━━ Source passage

From The Collection of the Smithtown Historical Society.


The A.E. Hallock Blacksmith Shop occupied the northeast corner of Landing Avenue and Main Street until the huge three-story building burned to the ground in 1908. The only building to survive was the Hallock House, which in the years following WWII was moved up Landing Avenue and placed near the railroad tracks. Lynn Nichol’s Shell gas station stood on the former blacksmith shop site until it was replaced by a multiple tenant building “Kings Landing” (now housing an H&R Block, Richard Salon, Dance N’ Things, and Smithtown Chamber of Commerce). 


From The Collection of the Smithtown Historical Society.


The Widow Blydenburg’s Tavern which graced the northeast corner of Middle Country Road and North Country Road until it was razed in the early 1900s. In 1923, the newly created Village Green Corporation acquired the property in hopes of maintaining it as a public park. The town’s gradual loss of interest in the site prompted the organization to donate the land to the Smithtown Library in 1947.

From The Collection of the Smithtown Historical Society.


Lake Ronkonkoma is one mile in diameter and covers portions of three townships – Smithtown, Brookhaven, and Islip. Historically, the lake beckoned to New York City tourists, especially during the early automotive years of the 1920s and 1930s. In the Nesconset-Smithtown portion of the lake, waterside entertainment flourished and visitors often stayed in surrounding rented rooms, cottages, and tents. Unfortunately, due to the pollution from storm water runoff contaminants the lake is no longer safe for swimming.

From The Collection of the Smithtown Historical Society.

━━━━
━━ Data shown

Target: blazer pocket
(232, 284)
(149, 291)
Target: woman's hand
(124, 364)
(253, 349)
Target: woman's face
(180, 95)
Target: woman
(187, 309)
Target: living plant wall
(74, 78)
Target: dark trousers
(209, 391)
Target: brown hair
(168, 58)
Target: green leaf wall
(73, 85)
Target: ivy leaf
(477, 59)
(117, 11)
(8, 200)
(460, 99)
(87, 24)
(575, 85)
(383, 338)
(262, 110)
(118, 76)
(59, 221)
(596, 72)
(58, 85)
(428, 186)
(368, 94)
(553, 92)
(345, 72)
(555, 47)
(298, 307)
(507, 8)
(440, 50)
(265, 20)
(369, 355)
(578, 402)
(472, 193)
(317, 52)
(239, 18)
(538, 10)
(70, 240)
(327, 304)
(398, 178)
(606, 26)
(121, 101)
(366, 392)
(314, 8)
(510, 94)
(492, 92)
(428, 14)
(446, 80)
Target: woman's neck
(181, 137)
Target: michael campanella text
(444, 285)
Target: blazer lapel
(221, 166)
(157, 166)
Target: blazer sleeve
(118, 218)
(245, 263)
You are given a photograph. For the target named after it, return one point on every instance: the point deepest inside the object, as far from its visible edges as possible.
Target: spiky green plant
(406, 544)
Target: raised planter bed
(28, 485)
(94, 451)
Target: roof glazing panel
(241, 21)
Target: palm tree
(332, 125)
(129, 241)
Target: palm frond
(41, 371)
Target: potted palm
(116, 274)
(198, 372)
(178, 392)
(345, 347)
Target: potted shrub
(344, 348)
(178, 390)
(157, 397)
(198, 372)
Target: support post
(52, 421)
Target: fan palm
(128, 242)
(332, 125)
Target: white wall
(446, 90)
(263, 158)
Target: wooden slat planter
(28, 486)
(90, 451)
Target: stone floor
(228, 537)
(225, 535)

━━━━

## What to work on
Continue the passage on historic Smithtown sites, starting after its final line.

## Answer box
The main part of the structure of the Caleb Smith II house was built in 1819. Set to be demolished to make way for a new development in 1955, the home’s incredible 13-mile move from Commack to its present site in Smithtown was funded by the original owner’s great-granddaughter Anna Blydenburg. Crews from the power and telephone utility companies cleared the lines as three trucks and tractors moved the structure and its roof separately. While the main house was saved, all of the outbuildings- including this barn – were leveled. The most unique structure on the property that was lost was a simple one-and-a-half-story cottage that had been quarters for slaves and later servants of the Smith family. Photographed in 1915, this barn was sitting in the middle of surrounding potato field that stretched as far as the eye could see. Today, a bowling alley accompanies the space (Was Bowl AMF now is Bowlero). 


The Caleb Smith II House located at 5 North Country Road, Smithtown is open to the public Saturdays from 10:00 to 2:00 and hosts rotating/permanent exhibitions year round.

From The Collection of the Smithtown Historical Society.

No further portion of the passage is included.